Your assignment
Using the records below, transcribe word for word the stretch from the line that contains "Locate any shoreline" through the line that contains "An agriculture drone captured the photo above. Locate any pier", both end lines included, and nothing else.

Material to process
((

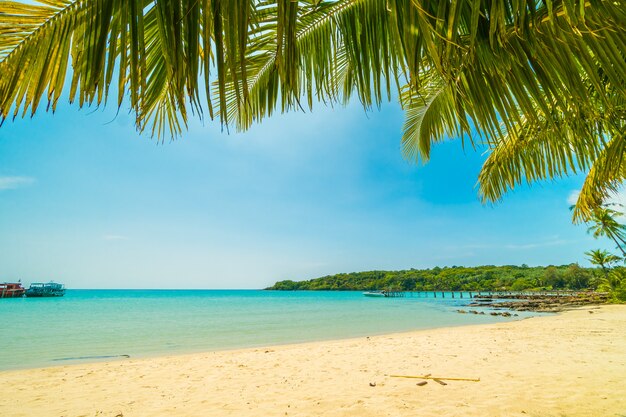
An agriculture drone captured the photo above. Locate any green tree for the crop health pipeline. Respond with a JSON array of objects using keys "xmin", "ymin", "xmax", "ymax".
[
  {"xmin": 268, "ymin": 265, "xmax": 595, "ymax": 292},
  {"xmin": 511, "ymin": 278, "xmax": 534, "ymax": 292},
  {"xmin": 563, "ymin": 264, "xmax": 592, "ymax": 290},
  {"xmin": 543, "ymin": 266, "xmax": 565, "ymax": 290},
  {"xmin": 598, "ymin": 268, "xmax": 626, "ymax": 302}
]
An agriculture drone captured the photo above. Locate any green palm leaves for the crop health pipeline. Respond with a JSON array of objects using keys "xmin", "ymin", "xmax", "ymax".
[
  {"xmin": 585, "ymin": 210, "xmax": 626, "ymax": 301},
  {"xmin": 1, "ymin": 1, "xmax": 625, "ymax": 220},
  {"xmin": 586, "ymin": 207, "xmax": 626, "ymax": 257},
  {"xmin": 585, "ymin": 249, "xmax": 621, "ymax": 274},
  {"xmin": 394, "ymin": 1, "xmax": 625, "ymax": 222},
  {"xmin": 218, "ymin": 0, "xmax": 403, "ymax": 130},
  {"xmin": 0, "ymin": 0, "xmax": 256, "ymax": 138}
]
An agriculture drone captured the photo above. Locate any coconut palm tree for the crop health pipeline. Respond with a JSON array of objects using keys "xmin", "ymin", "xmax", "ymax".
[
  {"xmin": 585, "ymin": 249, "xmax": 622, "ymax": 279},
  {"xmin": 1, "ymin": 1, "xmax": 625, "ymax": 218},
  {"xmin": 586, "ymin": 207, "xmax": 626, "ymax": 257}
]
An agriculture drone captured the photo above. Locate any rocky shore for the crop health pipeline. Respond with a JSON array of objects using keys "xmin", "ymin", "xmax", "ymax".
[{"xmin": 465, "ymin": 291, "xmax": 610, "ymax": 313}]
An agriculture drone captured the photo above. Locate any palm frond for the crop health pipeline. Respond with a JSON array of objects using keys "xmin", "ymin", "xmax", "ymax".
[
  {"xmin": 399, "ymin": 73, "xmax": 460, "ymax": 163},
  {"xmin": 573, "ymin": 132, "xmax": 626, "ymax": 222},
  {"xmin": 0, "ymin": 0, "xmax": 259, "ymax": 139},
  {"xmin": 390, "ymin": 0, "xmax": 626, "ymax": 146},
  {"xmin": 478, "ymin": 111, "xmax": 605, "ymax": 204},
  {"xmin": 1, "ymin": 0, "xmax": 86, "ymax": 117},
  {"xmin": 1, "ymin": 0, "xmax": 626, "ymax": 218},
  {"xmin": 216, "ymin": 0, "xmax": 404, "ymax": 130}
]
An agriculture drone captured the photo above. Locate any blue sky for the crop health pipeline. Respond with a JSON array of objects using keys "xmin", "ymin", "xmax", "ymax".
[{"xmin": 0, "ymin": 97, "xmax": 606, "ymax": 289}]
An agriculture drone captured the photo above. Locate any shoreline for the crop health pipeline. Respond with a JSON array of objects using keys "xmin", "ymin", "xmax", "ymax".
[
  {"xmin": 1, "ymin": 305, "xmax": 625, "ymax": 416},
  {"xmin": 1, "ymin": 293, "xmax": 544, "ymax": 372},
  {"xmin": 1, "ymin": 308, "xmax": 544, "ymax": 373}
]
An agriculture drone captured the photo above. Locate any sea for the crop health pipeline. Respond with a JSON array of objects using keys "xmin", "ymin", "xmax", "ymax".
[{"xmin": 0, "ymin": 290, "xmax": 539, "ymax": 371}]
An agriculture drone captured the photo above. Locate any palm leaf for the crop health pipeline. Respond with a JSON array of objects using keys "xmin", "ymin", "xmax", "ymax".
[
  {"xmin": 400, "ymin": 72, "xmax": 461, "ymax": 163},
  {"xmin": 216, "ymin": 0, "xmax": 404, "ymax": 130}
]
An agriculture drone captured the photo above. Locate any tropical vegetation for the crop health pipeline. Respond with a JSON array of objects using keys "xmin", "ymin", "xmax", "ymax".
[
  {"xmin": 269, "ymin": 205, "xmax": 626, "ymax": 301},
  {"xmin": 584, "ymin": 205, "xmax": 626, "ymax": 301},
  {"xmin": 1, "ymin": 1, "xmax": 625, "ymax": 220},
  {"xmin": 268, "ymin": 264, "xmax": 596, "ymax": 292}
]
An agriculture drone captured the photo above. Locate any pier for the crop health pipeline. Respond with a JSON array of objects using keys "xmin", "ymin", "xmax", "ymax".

))
((

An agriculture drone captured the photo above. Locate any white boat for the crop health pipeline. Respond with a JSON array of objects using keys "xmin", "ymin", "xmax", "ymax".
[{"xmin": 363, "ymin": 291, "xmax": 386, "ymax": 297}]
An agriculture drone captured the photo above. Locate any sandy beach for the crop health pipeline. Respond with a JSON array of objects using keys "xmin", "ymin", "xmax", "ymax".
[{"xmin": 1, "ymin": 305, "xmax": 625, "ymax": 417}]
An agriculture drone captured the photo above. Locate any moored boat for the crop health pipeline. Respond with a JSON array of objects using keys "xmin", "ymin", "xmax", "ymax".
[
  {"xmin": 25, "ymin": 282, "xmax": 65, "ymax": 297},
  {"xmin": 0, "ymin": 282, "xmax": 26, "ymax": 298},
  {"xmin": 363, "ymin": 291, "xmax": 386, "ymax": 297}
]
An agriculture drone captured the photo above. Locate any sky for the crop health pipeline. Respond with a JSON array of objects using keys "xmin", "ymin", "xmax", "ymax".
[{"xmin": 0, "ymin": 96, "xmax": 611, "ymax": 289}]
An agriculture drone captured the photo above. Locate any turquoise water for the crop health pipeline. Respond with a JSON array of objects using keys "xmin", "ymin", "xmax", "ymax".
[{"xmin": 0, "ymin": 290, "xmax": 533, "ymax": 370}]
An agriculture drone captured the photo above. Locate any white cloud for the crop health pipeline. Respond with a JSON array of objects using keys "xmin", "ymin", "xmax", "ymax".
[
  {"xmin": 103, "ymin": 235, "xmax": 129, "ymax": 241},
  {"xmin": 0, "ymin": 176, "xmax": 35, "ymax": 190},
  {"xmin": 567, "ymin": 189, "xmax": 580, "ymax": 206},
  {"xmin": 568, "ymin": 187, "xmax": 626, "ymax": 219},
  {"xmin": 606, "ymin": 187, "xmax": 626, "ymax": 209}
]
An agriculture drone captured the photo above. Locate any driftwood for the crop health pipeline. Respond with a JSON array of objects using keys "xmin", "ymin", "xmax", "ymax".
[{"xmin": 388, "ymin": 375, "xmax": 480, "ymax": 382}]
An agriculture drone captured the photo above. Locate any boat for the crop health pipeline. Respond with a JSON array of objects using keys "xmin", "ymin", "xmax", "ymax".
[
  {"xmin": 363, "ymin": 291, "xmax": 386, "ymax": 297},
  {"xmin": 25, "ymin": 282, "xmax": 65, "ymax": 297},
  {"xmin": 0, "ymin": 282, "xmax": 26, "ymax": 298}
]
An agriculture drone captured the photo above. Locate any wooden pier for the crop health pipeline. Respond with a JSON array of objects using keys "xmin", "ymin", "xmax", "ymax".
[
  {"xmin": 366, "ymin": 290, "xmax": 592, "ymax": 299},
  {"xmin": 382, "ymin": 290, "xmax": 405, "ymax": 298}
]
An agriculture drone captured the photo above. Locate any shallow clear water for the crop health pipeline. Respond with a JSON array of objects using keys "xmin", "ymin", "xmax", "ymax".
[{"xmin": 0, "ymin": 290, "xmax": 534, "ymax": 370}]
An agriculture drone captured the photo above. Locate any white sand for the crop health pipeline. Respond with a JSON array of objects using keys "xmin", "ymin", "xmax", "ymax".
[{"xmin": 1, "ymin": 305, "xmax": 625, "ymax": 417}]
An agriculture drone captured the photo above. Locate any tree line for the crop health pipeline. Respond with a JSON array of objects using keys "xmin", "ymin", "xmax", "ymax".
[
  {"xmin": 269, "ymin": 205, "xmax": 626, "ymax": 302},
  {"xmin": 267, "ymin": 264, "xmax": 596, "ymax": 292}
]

))

Task response
An agriculture drone captured the photo above. Locate any shoreline for the crop health pipeline. Respond with a JSON array of objects using keys "xmin", "ymin", "xmax", "ymax".
[
  {"xmin": 1, "ymin": 305, "xmax": 625, "ymax": 416},
  {"xmin": 1, "ymin": 293, "xmax": 544, "ymax": 372},
  {"xmin": 1, "ymin": 308, "xmax": 544, "ymax": 373}
]
An agriculture drone captured the photo above. Locate any sea for the crop health pipeline. Respond with a JSON array of objects using keys "xmin", "ymin", "xmax", "ymax".
[{"xmin": 0, "ymin": 290, "xmax": 539, "ymax": 371}]
An agriculture drone captured the photo above. Locate any palm leaf for the crop health pipeline. Respond with a JSON array of objects using keys "xmin", "ymin", "xmax", "ymax".
[
  {"xmin": 400, "ymin": 72, "xmax": 461, "ymax": 163},
  {"xmin": 216, "ymin": 0, "xmax": 404, "ymax": 130}
]
An agriculture drone captured the photo above. Locate any tropical vegetation for the crop health pipeline. Respond with a JSON array of objects using keys "xmin", "ymin", "xmax", "ymax".
[
  {"xmin": 269, "ymin": 205, "xmax": 626, "ymax": 301},
  {"xmin": 584, "ymin": 205, "xmax": 626, "ymax": 301},
  {"xmin": 1, "ymin": 1, "xmax": 625, "ymax": 220},
  {"xmin": 268, "ymin": 264, "xmax": 596, "ymax": 292}
]
An agriculture drone captured the photo above. Locate any pier for the crop health pipeline. Respond with a JSON array of objects using keys "xmin", "ymin", "xmax", "ymax".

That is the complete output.